Count how many lines of the material below contain the string "sock" with matching case, and reply with only that number.

====== Records for this task

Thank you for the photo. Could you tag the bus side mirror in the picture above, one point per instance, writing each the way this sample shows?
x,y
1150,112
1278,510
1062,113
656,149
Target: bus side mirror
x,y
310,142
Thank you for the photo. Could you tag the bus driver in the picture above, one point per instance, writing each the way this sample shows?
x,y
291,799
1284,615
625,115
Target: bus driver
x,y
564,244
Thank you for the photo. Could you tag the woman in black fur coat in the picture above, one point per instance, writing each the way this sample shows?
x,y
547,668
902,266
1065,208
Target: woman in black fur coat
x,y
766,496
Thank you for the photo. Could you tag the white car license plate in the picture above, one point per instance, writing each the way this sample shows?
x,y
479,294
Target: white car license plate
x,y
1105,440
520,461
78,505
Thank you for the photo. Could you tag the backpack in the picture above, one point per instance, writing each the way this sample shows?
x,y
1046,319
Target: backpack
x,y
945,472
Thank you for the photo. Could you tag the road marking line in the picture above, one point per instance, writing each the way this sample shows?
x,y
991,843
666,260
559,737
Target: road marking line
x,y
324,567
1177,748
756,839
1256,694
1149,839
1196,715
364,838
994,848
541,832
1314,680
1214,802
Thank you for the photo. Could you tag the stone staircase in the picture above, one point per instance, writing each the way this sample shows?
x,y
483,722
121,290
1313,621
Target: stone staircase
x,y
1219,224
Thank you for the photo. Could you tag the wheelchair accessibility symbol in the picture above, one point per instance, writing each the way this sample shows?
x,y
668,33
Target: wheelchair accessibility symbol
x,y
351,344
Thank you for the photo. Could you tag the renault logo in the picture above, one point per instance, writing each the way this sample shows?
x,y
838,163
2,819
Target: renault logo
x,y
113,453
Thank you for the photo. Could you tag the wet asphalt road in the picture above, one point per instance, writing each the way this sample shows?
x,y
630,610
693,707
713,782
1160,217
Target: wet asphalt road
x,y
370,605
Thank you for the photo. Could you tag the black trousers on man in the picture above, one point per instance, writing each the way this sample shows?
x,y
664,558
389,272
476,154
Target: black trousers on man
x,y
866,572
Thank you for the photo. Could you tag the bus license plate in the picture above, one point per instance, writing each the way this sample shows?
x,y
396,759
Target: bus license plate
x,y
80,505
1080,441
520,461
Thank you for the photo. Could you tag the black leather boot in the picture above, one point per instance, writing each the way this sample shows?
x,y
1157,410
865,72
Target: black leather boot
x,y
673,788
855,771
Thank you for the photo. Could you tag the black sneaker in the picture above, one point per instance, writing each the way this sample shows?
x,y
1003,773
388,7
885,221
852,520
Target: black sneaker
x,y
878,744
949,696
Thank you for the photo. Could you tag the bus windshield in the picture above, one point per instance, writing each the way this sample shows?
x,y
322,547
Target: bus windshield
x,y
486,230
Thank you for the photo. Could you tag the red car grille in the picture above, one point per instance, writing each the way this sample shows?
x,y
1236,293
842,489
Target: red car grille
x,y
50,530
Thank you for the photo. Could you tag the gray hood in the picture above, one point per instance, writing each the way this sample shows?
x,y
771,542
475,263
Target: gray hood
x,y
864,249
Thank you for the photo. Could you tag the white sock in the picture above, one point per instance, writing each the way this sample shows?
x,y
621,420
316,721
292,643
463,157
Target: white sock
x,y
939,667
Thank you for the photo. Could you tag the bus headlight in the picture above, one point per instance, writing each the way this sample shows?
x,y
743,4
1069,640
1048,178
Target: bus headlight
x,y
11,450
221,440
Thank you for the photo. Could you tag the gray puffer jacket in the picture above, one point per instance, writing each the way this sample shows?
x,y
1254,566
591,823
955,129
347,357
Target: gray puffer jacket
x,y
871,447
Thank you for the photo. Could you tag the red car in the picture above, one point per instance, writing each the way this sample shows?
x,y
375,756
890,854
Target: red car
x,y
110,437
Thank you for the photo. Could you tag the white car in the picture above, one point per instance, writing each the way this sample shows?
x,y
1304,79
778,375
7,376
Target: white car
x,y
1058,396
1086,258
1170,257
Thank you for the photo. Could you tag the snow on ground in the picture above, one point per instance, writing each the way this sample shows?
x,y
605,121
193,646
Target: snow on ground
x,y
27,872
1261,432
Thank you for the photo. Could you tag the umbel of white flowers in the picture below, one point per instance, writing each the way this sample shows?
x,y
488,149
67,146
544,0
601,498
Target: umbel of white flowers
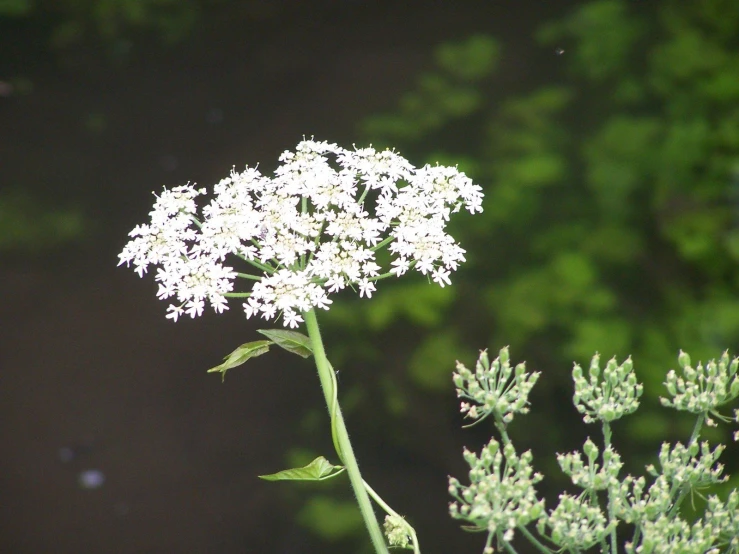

============

Reply –
2